== GIVEN PASSAGE

I’d forgotten how PII’s levels are broken out into days, each getting progressively worse. I, The Postal Dude, wake on Monday to the sound of a wife nagging me to fulfil her to-do list; get paid, cash paycheck, get milk. Easy.
I launch myself in Monday ready to let humanity do its worst. Paradise, the town we’re in, looks 15yrs old and while it’s basic even for 2003, it works and it doesn’t take long to get the lay of the land. The inhabitants of Paradise though, are insane and asking for it. They yell, shout, walk into you, flip the bird, vomit, drink, dance, stop dead, turn suddenly, dawdle; standard everyday people. At one point my progress is hindered by a marching band. But I don’t feel like going Postal.
As I head through town, I grab various other weapons and a cat, which takes me back. The Cat silencer, which triggered hysterics back in the day, consisted of sticking its butt on the machine gun or pump-action and it muffled the gunfire. I start to recall PII had many an immature moment but I always defended those as subversive or cynical moments; Smoking crack gives Dude a huge health bump but he also gets addicted and loses more health if you don’t keep using them. That’s obvious, but there’s a nice touch in the way Dude will keep changing the selected inventory item back to a crackpipe. Miss the change and you find yourself accidently smoking it even when your health is totally maxed. After a pleasant enough walk, I reach work; the Running with Scissors office. Meta. Once I’ve found RwS’ boss man the office is stormed by anti-game protestors. Postal 2 had pre-scripted shooting sequences where you’d trigger some violent act by a 3rd party and have to fight your way out and it’s a bit of a shame to have forced enemies, I was enjoying getting from A to B and testing my patience. The groups you encounter will turn hostile whenever they spot you after that scene too, increasing the postal oppotunities.
Besides the protestors, we also draw the ire of book burners, Rednecks and Survivalists amongst others plus there’s the corrupt cops and later FBI/Swat guys and the National Guard, all with itchy trigger fingers. Random fights can break out at any time and ‘Dude’ can catch a bullet or the blame. There’s also the trifling matter of Al-Qaeda who are given to suicide bombings and almighty shoot-outs. The game’s tagline was ‘ever had one of those days’ but I’ve never had a day where Vegetarians shoot me for killing cows. I’ve had days where I seem to spend forever queuing, which seems to be the main source of annoyance in the game but I queue for my milk, pay and walk out then go ‘Oh?’. It never occurred to me to pull the trigger; my patience never wore thin and I wonder if I’ll ever go Postal unprovoked.
About the only kind thing you can say about PII’s FPS aspect is it’s of its time. During the RwS fight the protesters all got stuck in the office door allowing me (and the boss) to mow down most of them. Shooting is very hit/miss and clunky. There’s a huge array of weapons to choose from, melee through to rocket launchers including gross out stuff like an Anthrax-infused Cow’s head. One of PII’s melee weapons is Dude’s penis. He can whip it out and piss on people. Hit them in the face and they’ll stop to throw up. If he leaves it unzipped you can flash people, which sometimes triggers a gunfight; the game often tries to prod a hidden juvenile streak, but after a while you want a hidden satire streak to begin. It can be argued using piss as a melee weapon isn’t supposed to be taken seriously (and if I do, the jokes on me) or that it’s a comment on other game’s weapon choices, but I think I’m reaching; RwS just think pissing is funny.

====
== MATERIAL PROVIDED

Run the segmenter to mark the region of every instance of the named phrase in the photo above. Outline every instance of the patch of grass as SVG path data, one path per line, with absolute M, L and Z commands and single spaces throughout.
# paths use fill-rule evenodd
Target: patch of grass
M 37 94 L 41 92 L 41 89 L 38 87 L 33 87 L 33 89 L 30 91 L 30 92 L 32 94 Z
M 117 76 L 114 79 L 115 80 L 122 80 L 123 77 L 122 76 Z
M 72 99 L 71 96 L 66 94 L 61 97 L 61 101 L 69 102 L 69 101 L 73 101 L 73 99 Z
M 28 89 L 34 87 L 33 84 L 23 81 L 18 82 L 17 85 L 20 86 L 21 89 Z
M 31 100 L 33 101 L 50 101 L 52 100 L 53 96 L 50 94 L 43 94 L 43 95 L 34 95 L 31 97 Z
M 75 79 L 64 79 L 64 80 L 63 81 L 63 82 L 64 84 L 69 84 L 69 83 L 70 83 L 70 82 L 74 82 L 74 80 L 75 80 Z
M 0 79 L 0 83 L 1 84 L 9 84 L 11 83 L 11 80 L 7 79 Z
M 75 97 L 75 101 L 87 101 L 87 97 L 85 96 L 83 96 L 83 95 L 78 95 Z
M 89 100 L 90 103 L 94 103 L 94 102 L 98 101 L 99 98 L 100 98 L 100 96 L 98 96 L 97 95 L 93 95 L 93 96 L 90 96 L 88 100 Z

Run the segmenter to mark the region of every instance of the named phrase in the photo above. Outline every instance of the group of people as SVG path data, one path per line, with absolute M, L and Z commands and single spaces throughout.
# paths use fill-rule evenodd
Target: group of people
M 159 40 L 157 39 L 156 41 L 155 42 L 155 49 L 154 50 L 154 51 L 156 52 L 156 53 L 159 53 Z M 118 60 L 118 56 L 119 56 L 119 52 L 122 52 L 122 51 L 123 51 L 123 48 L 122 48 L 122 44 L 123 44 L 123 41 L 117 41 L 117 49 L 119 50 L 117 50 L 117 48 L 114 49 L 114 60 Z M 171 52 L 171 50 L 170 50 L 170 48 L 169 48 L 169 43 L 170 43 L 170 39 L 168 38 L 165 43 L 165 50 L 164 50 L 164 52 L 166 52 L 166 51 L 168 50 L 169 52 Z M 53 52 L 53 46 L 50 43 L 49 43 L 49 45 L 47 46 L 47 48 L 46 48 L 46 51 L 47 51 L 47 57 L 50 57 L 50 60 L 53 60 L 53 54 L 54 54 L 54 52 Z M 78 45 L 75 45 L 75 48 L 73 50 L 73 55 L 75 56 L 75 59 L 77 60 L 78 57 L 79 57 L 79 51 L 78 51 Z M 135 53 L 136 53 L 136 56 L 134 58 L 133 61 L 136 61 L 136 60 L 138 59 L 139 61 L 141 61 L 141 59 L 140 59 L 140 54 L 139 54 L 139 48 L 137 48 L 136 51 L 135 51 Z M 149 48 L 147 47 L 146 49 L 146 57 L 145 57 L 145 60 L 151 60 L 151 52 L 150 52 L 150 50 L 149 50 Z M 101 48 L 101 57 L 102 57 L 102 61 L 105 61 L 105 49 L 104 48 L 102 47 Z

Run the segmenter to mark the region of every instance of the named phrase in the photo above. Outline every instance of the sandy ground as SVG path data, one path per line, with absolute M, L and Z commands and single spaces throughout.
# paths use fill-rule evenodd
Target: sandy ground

====

--- WHAT TO DO ---
1. In the Postal 2 review, why was the writer able to mow down most of the protesters during the fight at the Running with Scissors office?
2. According to the Postal 2 review, what three chores are on the Dude's Monday to-do list?
3. Pick up the Postal 2 review after its last sentence and write the next paragraph.

--- TASK-BY-TASK RESULTS ---
1. The protesters all got stuck in the office door, which left them easy targets for the writer and the boss.

2. Get paid, cash the paycheck, and get milk.

3.
I reach Wednesday’s chores without really feeling aggrieved enough to brutalise anyone and I’m starting to think PII doesn’t have the balls to go through with its own outrage. It’s just gross-out not sly sarcasm, like they watched South Park and completely missed the subtlety, and that’s not me misreading PII the way some thought Fight Club was about violence - I want the tension, the frustration of everyday life to wear me down and snap; that’s a dangerous game, one that explores or exposes what we’d do if pissed off and armed. A game that really does satirise the moral panic and the righteous right, explore supposed game addiction and the contested causal link between games and anti-social behaviour. P1 was blamed for all that and more, heralded as downright evil and inspiring people to murder; PII should have answered those accusations; and I thought it did. I had in mind an original, cunning black-comedy beneath some media-baiting, a game was both making a comment and not to be taken seriously but … it’s actually just infantile. At first I wondered if modern games had ruined PII for me; thanks to the huge worlds of Skyrim, Mass Effect and GTA it’s no big deal to walk for an hour, take on thankless tasks, wait an age for an NCP to stop talking; queue for five minutes? Completed it mate. But it’s not that. PII just isn’t antagonistic in the way it thinks it is. There’s nods to politics, mass media and moral outrage, but it’s unexplored and buried under offensive and misjudged moments. I can take insults and over-the-line commentary if it has some guts to it, but this is just crass. It’s not social satire to have an arcade game called Fag Hunter, unless I get to blast those playing it - but no one's playing it but Dude. It’s like PII took lessons from the Howard Stern school of Offend Everyone Equally but failed the exam.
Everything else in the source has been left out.